To some degree, we all work in Flatland. In the two-dimensional world of thinking and doing, the organizational dialogue goes something like this: If we think hard enough about our problems or goals, we will be able to develop a plan to do all the ‘right’ things to be successful. The traditional work culture places tremendous value on the intellect, on data; on taking action and staying busy to implement the plan. This culture measures our worth and success in terms of how much thinking and doing we can get done in a day. In fact, workers and managers who can get more than a day’s work done are richly rewarded. The value of people in the two-dimensional workplace comes down to getting the job done, irrespective of a person’s quality of character or the demonstration of values. Some organizations are even one dimensional: Don’t think. Just do what I say. In these types of organizations, performance and profit are valued more highly than people—all types of stakeholders, from employees to the community at large—sometimes even at the expense of the consumer.

This imbalance may be overt but more likely it’s subtle, leaving us with a quiet discomfort, difficult to articulate but clearly present. Slogans, well-intentioned morale-boosting activities, and corporate communications that pronounce the opposite can mask our experience. When we do experience that oh-so-rare brush with being regarded in our full humanness—not just our capacity to think and do—we are acutely aware of how much we’ve been longing for it. When we come across people in an organization who really get who we are as unique people, it reminds us of what is positively possible and mostly absent.

We need only turn to the news headlines of the past few years or our own personal history to find further evidence of less-than-human experiences in the workplace. The global economic crisis we’re recovering from has been a crisis of values and morality, not one of the dollar, euro, or yen. In the preface of the World Economic Forum 2010, Klaus Schwab and John J. DeGioia wrote, The current economic crisis should warn us to fundamentally rethink the development of the moral framework and the regulatory mechanisms that underpin our economy, politics and global interconnectedness.² The previous year, in December 2009, the Forum had conducted a unique new opinion poll through Facebook. Respondents—the majority of whom were under thirty years old—were asked how they see the role of values in the economy today. Of the more than one hundred thirty thousand respondents from France, Germany, India, Indonesia, Israel, Mexico, Saudi Arabia, South Africa, Turkey, and the United States, strikingly, more than two-thirds believe the current economic crisis is also a crisis of ethics and values.

Only in a two-dimensional world can so many people be financially and emotionally bankrupted while a select few experience unheard of profit at their expense. This is not a system problem alone. Something is fundamentally out of balance in the way we participate within that system, as well. Sadly, we have become unwitting accomplices to conditions that pull on our purse strings as well as our hearts.

Building on Brilliance

I would have bumped along obliviously like the Square had I not been introduced to the third dimension by those who had already discovered Spaceland where the answers live.

=-=-=

• **Exercise description**: Please retype the passage on the two-dimensional workplace, starting at the words "Only in a two-dimensional" and stopping after "as our hearts.". You can leave the entries that follow the passage alone.

• **Entries shown**:

=-=-=

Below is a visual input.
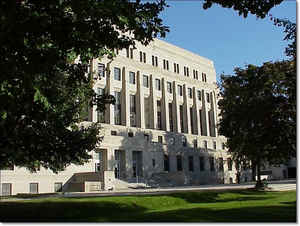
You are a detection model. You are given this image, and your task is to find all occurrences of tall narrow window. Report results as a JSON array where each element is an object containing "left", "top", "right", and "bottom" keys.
[
  {"left": 97, "top": 88, "right": 105, "bottom": 123},
  {"left": 140, "top": 51, "right": 143, "bottom": 62},
  {"left": 129, "top": 71, "right": 135, "bottom": 84},
  {"left": 114, "top": 67, "right": 121, "bottom": 81},
  {"left": 176, "top": 155, "right": 182, "bottom": 171},
  {"left": 143, "top": 75, "right": 149, "bottom": 88},
  {"left": 219, "top": 158, "right": 224, "bottom": 172},
  {"left": 179, "top": 105, "right": 184, "bottom": 133},
  {"left": 178, "top": 85, "right": 182, "bottom": 96},
  {"left": 114, "top": 91, "right": 121, "bottom": 125},
  {"left": 157, "top": 100, "right": 162, "bottom": 129},
  {"left": 227, "top": 158, "right": 232, "bottom": 171},
  {"left": 167, "top": 82, "right": 172, "bottom": 93},
  {"left": 164, "top": 155, "right": 170, "bottom": 172},
  {"left": 144, "top": 97, "right": 151, "bottom": 129},
  {"left": 199, "top": 156, "right": 205, "bottom": 171},
  {"left": 197, "top": 90, "right": 201, "bottom": 100},
  {"left": 130, "top": 48, "right": 133, "bottom": 59},
  {"left": 169, "top": 103, "right": 174, "bottom": 132},
  {"left": 130, "top": 95, "right": 136, "bottom": 127},
  {"left": 190, "top": 107, "right": 194, "bottom": 134},
  {"left": 188, "top": 88, "right": 193, "bottom": 98},
  {"left": 98, "top": 63, "right": 105, "bottom": 77},
  {"left": 155, "top": 78, "right": 161, "bottom": 90},
  {"left": 189, "top": 156, "right": 194, "bottom": 171},
  {"left": 209, "top": 157, "right": 215, "bottom": 171}
]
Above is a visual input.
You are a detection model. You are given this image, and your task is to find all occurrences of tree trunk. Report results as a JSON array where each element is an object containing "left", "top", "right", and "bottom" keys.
[{"left": 255, "top": 158, "right": 264, "bottom": 189}]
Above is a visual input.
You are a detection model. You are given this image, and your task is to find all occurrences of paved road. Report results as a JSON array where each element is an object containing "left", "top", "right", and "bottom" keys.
[
  {"left": 0, "top": 180, "right": 297, "bottom": 201},
  {"left": 64, "top": 180, "right": 297, "bottom": 197}
]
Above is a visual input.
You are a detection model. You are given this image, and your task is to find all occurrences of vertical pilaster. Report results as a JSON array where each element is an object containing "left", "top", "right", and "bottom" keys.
[
  {"left": 183, "top": 85, "right": 191, "bottom": 134},
  {"left": 121, "top": 67, "right": 130, "bottom": 126},
  {"left": 172, "top": 81, "right": 181, "bottom": 133},
  {"left": 105, "top": 63, "right": 115, "bottom": 125},
  {"left": 161, "top": 78, "right": 170, "bottom": 131},
  {"left": 136, "top": 71, "right": 145, "bottom": 129},
  {"left": 150, "top": 75, "right": 157, "bottom": 129},
  {"left": 193, "top": 87, "right": 201, "bottom": 134}
]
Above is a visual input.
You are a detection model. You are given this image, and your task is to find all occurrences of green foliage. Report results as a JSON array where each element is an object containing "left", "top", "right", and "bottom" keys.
[
  {"left": 0, "top": 0, "right": 168, "bottom": 172},
  {"left": 0, "top": 190, "right": 297, "bottom": 222},
  {"left": 219, "top": 61, "right": 296, "bottom": 173},
  {"left": 203, "top": 0, "right": 283, "bottom": 18}
]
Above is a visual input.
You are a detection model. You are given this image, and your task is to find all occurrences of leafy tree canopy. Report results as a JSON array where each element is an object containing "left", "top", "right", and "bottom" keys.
[
  {"left": 0, "top": 0, "right": 168, "bottom": 172},
  {"left": 219, "top": 18, "right": 296, "bottom": 185}
]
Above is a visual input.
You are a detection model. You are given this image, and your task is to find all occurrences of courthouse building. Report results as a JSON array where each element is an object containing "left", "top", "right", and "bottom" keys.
[{"left": 0, "top": 39, "right": 284, "bottom": 195}]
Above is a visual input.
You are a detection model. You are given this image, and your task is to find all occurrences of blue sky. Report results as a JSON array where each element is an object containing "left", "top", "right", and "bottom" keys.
[{"left": 161, "top": 0, "right": 296, "bottom": 81}]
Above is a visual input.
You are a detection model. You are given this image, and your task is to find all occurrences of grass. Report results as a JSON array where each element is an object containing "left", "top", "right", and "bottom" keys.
[{"left": 0, "top": 190, "right": 296, "bottom": 222}]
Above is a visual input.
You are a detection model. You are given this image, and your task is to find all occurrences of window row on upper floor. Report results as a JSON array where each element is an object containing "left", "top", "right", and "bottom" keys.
[{"left": 111, "top": 48, "right": 207, "bottom": 82}]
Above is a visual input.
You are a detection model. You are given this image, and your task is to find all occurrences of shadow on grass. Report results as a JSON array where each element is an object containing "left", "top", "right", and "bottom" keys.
[
  {"left": 136, "top": 206, "right": 296, "bottom": 222},
  {"left": 169, "top": 191, "right": 271, "bottom": 203},
  {"left": 0, "top": 201, "right": 146, "bottom": 222}
]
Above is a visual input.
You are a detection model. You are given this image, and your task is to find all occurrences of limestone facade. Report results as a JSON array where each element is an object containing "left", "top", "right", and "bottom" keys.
[{"left": 0, "top": 39, "right": 288, "bottom": 195}]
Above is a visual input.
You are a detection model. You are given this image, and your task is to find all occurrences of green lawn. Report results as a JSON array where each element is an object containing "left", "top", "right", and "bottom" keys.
[{"left": 0, "top": 190, "right": 296, "bottom": 222}]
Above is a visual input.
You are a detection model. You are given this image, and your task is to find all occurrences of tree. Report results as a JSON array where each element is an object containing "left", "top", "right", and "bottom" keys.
[
  {"left": 219, "top": 16, "right": 297, "bottom": 187},
  {"left": 203, "top": 0, "right": 283, "bottom": 18},
  {"left": 0, "top": 0, "right": 168, "bottom": 172}
]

=-=-=

• **Written solution**:
Only in a two-dimensional world can so many people be financially and emotionally bankrupted while a select few experience unheard of profit at their expense. This is not a system problem alone. Something is fundamentally out of balance in the way we participate within that system, as well. Sadly, we have become unwitting accomplices to conditions that pull on our purse strings as well as our hearts.